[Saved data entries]
______________________________

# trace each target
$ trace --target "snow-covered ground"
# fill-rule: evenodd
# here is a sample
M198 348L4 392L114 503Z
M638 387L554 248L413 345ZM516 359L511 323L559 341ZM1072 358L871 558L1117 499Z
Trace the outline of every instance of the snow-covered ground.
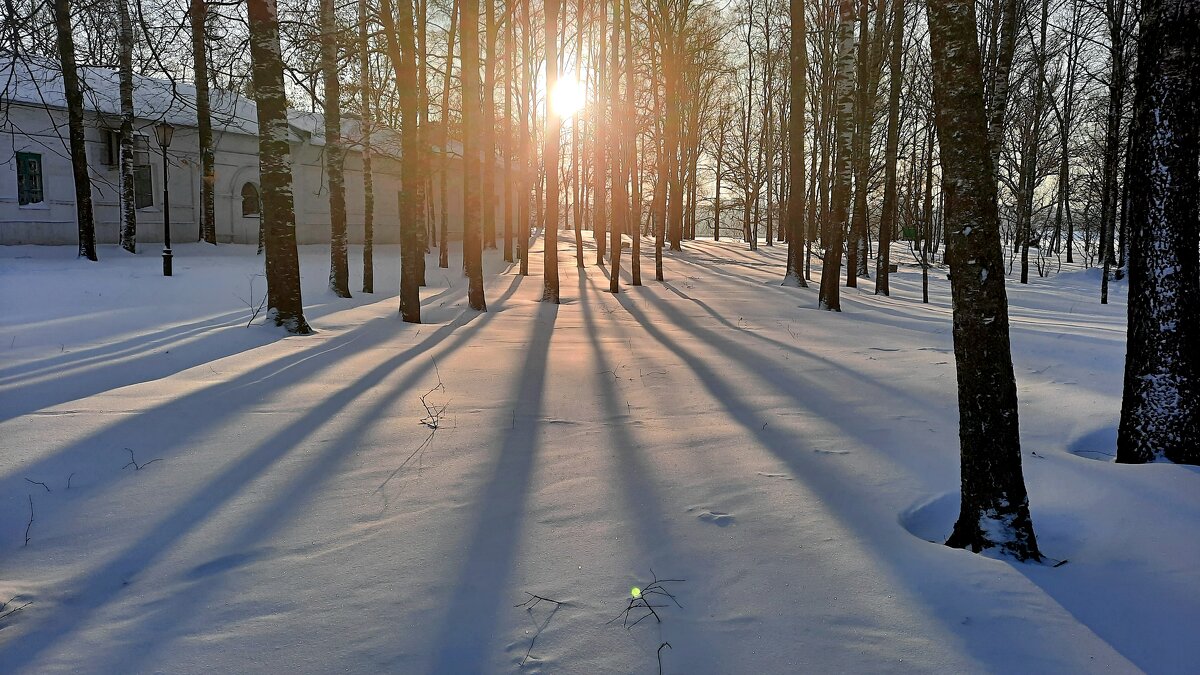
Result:
M339 300L302 247L317 333L284 337L246 327L252 249L179 246L170 279L100 253L0 249L0 672L1200 663L1200 475L1112 463L1124 288L1100 306L1094 273L1008 286L1052 567L927 541L957 507L943 274L833 314L781 247L688 242L614 297L568 237L562 305L536 249L524 279L488 252L486 314L435 255L418 326L396 249ZM609 623L652 568L680 606Z

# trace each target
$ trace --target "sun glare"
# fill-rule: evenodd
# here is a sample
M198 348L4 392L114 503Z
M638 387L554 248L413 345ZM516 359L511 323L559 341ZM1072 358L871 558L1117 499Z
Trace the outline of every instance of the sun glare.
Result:
M574 73L564 73L550 92L550 105L554 114L562 118L570 117L583 108L587 103L587 92L575 79Z

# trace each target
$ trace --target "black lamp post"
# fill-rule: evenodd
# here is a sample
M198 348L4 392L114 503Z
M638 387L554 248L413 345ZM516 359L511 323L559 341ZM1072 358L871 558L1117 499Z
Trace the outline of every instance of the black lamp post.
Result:
M167 188L167 148L171 147L171 136L175 127L169 122L159 122L154 127L154 135L163 153L163 276L171 276L171 191Z

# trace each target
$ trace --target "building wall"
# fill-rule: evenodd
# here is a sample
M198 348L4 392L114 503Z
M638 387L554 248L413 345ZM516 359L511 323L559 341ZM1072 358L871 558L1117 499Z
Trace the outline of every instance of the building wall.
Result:
M119 128L120 120L89 114L86 139L88 167L92 177L92 202L96 237L100 243L117 242L120 226L119 170L106 166L105 133ZM137 213L139 244L163 240L162 154L154 139L153 122L138 120L137 133L149 136L150 167L154 204ZM329 192L324 168L324 147L314 145L303 132L292 146L293 195L296 235L301 244L329 240ZM67 149L67 116L61 109L13 103L0 120L0 244L75 244L78 241L74 180ZM214 130L216 163L216 227L218 241L253 244L258 241L259 218L243 217L242 187L258 186L258 139L243 133ZM198 241L200 237L199 135L194 128L177 127L168 150L168 180L171 200L171 240ZM15 153L35 152L42 156L43 199L41 204L21 206L17 199ZM435 162L434 164L438 164ZM451 239L462 237L462 161L452 158L447 170L447 213ZM438 167L432 167L434 171ZM399 162L376 155L372 162L375 193L375 241L395 243L399 222ZM435 222L440 223L440 173L433 177L429 195ZM348 152L345 164L347 229L351 243L363 241L362 158ZM497 181L500 187L501 181ZM485 199L496 208L497 223L503 209L502 193ZM499 227L499 225L498 225Z

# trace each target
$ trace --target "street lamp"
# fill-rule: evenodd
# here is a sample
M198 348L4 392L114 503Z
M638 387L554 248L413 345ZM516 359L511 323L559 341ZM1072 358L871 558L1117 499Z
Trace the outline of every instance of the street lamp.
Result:
M171 191L167 188L167 148L171 147L171 136L175 127L169 122L154 126L154 136L162 146L163 153L163 276L171 276Z

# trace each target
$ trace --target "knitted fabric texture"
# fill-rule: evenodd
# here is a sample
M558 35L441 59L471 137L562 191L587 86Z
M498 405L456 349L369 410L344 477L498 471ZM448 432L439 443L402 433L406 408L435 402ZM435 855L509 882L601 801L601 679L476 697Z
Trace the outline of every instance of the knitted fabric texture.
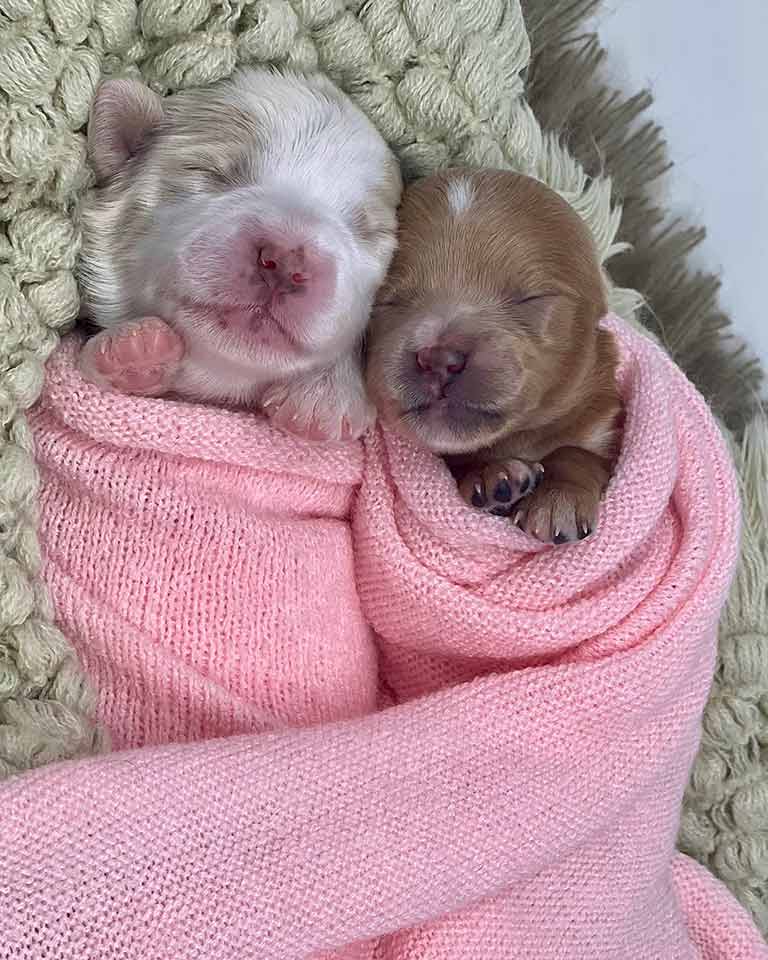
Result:
M621 212L544 135L522 98L530 44L517 0L2 0L0 4L0 776L105 746L39 578L38 477L24 411L78 311L83 126L100 77L160 92L239 64L325 70L368 113L406 175L450 163L539 177L590 226L601 258ZM638 297L616 291L629 315Z
M31 418L44 573L119 747L376 708L347 523L356 444L249 413L104 397L49 363Z
M607 323L623 449L598 534L557 549L396 435L312 448L105 396L67 344L33 422L42 530L103 719L136 746L261 732L6 783L3 960L768 958L674 851L737 557L730 459L671 361Z
M567 32L587 7L548 4L537 39ZM609 180L588 177L556 132L542 133L522 98L529 51L516 0L145 0L140 8L134 0L0 0L0 777L106 745L40 579L39 479L24 417L43 362L78 310L83 126L99 77L140 75L168 92L237 64L320 67L369 113L407 175L468 162L540 177L579 211L607 259L621 249L621 211L611 206ZM552 69L565 76L562 64ZM616 102L600 106L601 122ZM579 126L591 137L586 119ZM639 138L628 147L635 157L642 130ZM661 248L657 257L669 259ZM629 317L639 298L614 290L611 300ZM687 343L680 359L695 364L698 346ZM767 451L768 427L756 419L733 449L744 555L681 835L765 930Z

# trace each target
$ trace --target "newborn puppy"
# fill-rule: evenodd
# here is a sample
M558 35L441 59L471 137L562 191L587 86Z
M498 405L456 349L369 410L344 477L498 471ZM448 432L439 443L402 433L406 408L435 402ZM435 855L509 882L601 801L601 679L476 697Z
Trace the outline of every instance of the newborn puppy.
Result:
M445 456L464 498L554 543L595 527L617 453L617 353L594 245L528 177L415 183L369 329L382 419Z
M314 438L372 407L361 338L395 247L397 162L320 75L245 70L161 99L104 83L88 126L83 375L260 406Z

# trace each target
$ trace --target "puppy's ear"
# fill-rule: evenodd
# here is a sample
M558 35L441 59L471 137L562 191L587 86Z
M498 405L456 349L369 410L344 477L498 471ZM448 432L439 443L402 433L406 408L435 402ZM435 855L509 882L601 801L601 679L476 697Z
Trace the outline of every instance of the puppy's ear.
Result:
M163 117L163 101L137 80L107 80L88 122L88 155L98 180L109 180Z

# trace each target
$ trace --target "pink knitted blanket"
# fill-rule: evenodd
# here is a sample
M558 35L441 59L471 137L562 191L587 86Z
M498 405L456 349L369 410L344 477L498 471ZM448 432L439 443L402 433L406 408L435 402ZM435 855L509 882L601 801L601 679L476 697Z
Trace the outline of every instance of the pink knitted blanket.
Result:
M0 790L2 960L768 957L674 851L734 478L682 374L607 323L621 459L598 535L556 548L394 435L104 397L59 352L46 574L142 749Z

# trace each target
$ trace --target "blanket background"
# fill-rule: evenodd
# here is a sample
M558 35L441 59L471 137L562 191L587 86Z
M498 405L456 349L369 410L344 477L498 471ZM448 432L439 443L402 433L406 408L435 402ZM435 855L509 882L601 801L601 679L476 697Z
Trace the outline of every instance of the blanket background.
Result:
M39 476L24 412L78 309L83 126L100 77L160 92L241 63L320 68L371 116L407 177L511 167L590 226L612 308L657 335L729 429L745 529L724 612L681 847L768 931L768 427L759 365L728 337L717 281L691 273L699 228L653 201L665 167L648 95L599 79L594 0L0 0L0 773L108 744L39 579ZM619 203L623 203L622 207ZM633 290L631 287L636 289ZM599 785L596 785L599 789Z

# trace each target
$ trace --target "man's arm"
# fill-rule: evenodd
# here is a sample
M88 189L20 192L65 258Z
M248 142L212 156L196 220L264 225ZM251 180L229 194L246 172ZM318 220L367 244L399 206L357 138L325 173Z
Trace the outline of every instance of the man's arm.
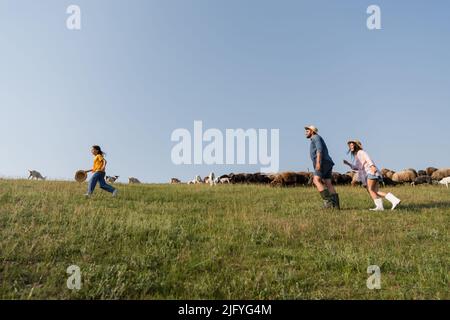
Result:
M323 145L322 145L322 140L318 137L318 136L314 136L314 144L316 145L316 170L320 171L320 164L322 163L322 150L323 150Z
M320 151L317 151L316 155L317 155L317 158L316 158L316 170L320 171L320 164L322 163L322 153L320 153Z

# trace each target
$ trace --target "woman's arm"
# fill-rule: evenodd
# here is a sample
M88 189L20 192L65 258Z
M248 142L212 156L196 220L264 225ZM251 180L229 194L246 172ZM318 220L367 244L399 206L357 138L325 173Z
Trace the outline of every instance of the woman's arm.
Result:
M352 170L359 170L359 168L357 166L351 164L347 160L344 160L344 164L348 165Z
M107 163L106 159L103 159L103 167L102 167L102 170L101 170L101 171L105 171L105 169L106 169L106 163Z

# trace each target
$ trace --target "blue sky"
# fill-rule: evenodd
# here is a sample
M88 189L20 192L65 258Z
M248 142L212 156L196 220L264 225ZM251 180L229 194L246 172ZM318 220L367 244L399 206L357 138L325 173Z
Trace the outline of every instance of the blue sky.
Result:
M371 4L382 30L366 27ZM2 0L0 176L71 179L93 144L109 174L147 182L259 170L174 165L171 133L194 120L279 129L281 171L311 169L310 123L337 171L353 137L380 167L448 167L449 14L437 0Z

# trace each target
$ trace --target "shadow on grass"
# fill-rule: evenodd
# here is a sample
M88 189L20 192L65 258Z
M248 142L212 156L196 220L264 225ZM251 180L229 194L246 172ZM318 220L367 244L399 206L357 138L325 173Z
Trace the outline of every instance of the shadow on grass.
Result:
M399 204L395 211L421 211L423 209L450 209L450 201L435 201L435 202L424 202L424 203L407 203L402 202ZM361 208L361 207L345 207L342 208L341 211L347 210L362 210L362 211L370 211L369 208ZM391 210L391 205L385 205L384 210Z
M450 209L450 201L401 203L395 210L420 211L422 209Z

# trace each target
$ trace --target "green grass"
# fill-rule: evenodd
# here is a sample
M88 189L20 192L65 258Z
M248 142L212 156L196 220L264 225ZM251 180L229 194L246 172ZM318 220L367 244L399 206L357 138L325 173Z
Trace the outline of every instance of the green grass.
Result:
M85 184L0 180L0 298L450 298L444 187L396 187L402 205L382 213L352 187L338 189L340 212L306 187L118 188L85 199Z

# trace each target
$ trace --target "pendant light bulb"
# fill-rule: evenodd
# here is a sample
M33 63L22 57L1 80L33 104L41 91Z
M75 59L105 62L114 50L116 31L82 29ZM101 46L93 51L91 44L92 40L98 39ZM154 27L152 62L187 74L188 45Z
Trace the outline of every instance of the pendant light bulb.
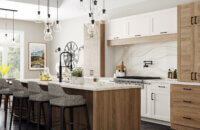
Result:
M45 35L44 35L44 40L45 40L45 41L52 41L52 40L53 40L53 36L52 36L52 33L51 33L50 30L51 30L50 28L48 28L48 29L46 30L46 33L45 33Z
M61 30L60 21L56 20L56 23L55 23L55 26L54 26L53 30L55 32L60 32L60 30Z
M94 8L97 8L97 0L94 0Z
M109 22L109 18L108 18L108 15L106 13L106 9L102 10L101 21L103 21L104 23L108 23Z
M94 35L96 34L96 30L95 30L95 20L91 20L91 23L88 25L88 34L90 35L90 38L94 37Z
M80 0L80 5L81 7L83 7L83 0Z
M36 22L36 23L42 23L42 20L41 20L41 12L40 12L40 0L38 0L37 19L36 19L35 22Z
M41 20L41 12L38 11L37 12L37 20L35 21L36 23L42 23L42 20Z

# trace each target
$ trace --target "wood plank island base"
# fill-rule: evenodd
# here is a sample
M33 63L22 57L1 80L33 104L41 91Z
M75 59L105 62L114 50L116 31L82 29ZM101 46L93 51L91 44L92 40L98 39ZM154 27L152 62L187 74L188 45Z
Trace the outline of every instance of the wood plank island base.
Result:
M24 87L28 86L28 81L37 81L41 88L48 91L48 83L39 80L21 80ZM140 92L141 86L123 85L115 83L96 83L75 85L69 83L59 83L67 94L82 95L87 102L91 130L140 130ZM35 104L37 113L37 104ZM53 122L57 120L59 130L58 108L53 109ZM45 105L45 115L48 118L48 105ZM74 130L80 130L86 125L86 118L83 108L74 110L74 123L83 124L74 126ZM70 129L69 110L65 111L67 129ZM37 121L37 119L35 120Z

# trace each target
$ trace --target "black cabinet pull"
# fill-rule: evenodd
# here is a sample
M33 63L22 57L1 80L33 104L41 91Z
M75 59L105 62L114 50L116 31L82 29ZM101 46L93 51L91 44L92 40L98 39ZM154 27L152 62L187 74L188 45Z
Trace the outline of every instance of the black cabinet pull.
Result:
M194 80L197 80L197 72L194 73Z
M167 32L160 32L160 34L167 34Z
M135 35L135 37L141 37L141 35Z
M191 25L193 25L193 18L194 18L194 17L192 16L192 17L191 17Z
M151 93L151 100L154 100L154 99L153 99L153 94L154 94L154 93Z
M191 72L191 80L193 80L193 73L194 73L194 72Z
M197 16L194 16L194 24L197 24Z
M192 118L190 118L190 117L183 117L183 119L187 119L187 120L192 120Z
M185 102L185 103L192 103L192 101L186 101L186 100L183 100L183 102Z
M190 91L190 90L192 90L192 89L191 89L191 88L183 88L183 90Z
M165 88L165 86L158 86L159 88Z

______________________________

▶ **Exercise instructions**
A complete answer lists each line of the data that holds the word "post".

▶ **Answer area**
$ trace --target "black lamp post"
Trace the outline of every instance of the black lamp post.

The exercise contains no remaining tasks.